• **TASK DETAILS**
The records that follow are to be printed exactly, with no images.

--- START ---

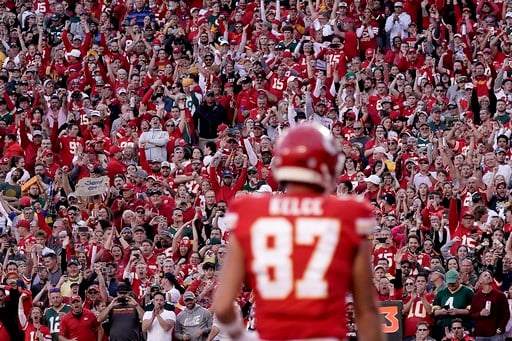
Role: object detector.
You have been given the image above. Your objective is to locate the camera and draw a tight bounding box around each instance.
[6,238,16,248]
[376,237,387,243]
[117,297,128,304]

--- END ---

• **TASK RESPONSE**
Role: object detector.
You have been given the image above. Your objective is to locate the camera and draw a tight bounding box around each instance.
[6,238,16,248]
[376,237,387,243]
[117,297,128,304]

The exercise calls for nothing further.